Problem 1:
Please list every person named in the text on schistosomiasis and HIV.
Problem 2:
In the text on schistosomiasis and HIV, how many car-washers did the Kenyan team study?

Text passage:
=== Begin Enclosure ===
A Kenyan study reported online in The Lancet has found that HIV-positive men with low CD4 counts, due to HIV, are at higher risk of re-infection with the worms that cause schistosomiasis than adults with undamaged immune systems. Taken with other evidence, including resistance to re-infection that appears with age and following drug treatment that kills the worms, the researchers argue that a preventive vaccine may be possible. However, more research is needed to understand the immune responses leading to resistance (Karanja).
An ongoing study from Zimbabwe, reported at the XIV International Conference on AIDS in Barcelona, has failed to confirm previous reports by Karanja and others that people with HIV were less likely to shed schistosomes in their urine than people without HIV (Kallestrup).
Both studies reflect a growing recognition of the importance of interactions between widespread, mostly tropical, diseases and HIV. It is still uncertain whether schistosomiasis promotes HIV disease, although there is some evidence that other helminths increase viral load and may bias immune responses in a way that makes it harder for the body to control HIV. Treatment of helminths has been shown to reduce viral load and may also be important for effective immune responses to future vaccines against HIV, according to Israeli professor Zvi Bentwich, who is a pioneer of research in this field.
The Kenyan team studied 96 male car-washers in Kisumu from 1995 to 1999 who were routinely exposed to the worms in the shallow waters of Lake Victoria where they stood while washing down vehicles. Careful records were kept of the number of cars each man had washed, as a basis for payment. These turned out to be a good measure of the level of risk of reinfection with schistosomiasis.
=== End Enclosure ===
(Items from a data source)
=== Begin Enclosure ===
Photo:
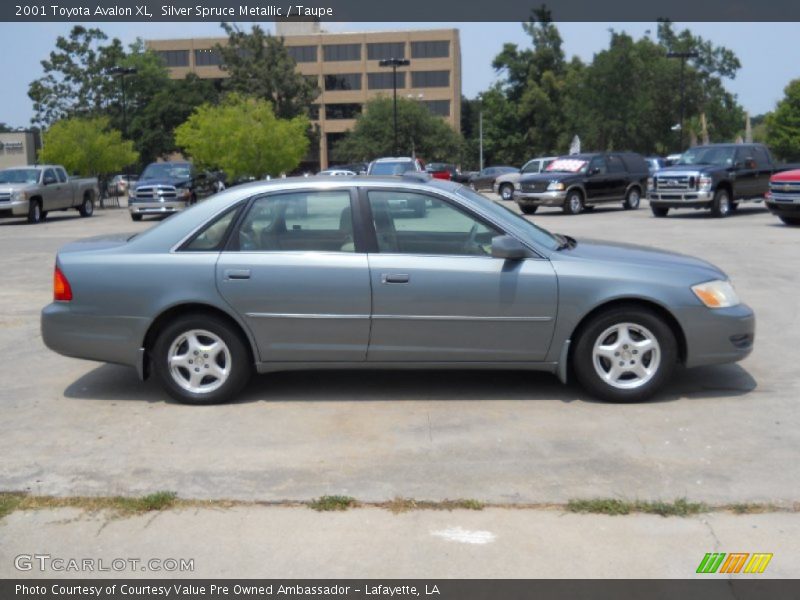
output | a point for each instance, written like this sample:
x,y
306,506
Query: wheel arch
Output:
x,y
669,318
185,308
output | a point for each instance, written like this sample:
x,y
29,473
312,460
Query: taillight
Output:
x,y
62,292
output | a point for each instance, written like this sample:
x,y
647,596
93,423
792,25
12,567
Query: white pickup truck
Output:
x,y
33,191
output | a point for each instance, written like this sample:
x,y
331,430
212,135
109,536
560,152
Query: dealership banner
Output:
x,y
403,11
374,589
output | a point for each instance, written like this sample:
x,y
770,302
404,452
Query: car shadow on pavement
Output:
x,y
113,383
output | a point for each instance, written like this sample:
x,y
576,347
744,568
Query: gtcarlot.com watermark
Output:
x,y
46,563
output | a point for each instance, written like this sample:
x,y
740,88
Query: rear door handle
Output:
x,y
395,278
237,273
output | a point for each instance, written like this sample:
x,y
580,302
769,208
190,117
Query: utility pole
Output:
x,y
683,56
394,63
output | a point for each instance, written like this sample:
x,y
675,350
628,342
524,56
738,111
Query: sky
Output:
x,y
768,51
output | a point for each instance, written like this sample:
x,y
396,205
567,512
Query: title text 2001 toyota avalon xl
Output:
=== End Enclosure ===
=== Begin Enclosure ===
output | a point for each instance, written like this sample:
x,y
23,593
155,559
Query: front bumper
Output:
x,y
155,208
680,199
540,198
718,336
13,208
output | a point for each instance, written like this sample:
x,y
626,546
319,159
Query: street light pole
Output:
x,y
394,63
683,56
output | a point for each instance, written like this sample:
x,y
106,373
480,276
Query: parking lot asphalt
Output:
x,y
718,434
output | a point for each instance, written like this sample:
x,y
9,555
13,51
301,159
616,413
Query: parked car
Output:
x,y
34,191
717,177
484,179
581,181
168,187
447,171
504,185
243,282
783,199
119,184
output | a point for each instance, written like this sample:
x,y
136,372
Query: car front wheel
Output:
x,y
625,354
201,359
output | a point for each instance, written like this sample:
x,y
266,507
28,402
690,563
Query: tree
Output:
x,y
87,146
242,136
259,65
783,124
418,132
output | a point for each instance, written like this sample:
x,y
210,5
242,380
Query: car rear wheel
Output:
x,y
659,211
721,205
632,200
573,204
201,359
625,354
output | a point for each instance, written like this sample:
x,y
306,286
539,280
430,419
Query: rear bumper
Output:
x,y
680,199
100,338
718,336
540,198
=== End Enclosure ===
Your response 1:
Karanja, Kallestrup, Zvi Bentwich

Your response 2:
96 male car-washers in Kisumu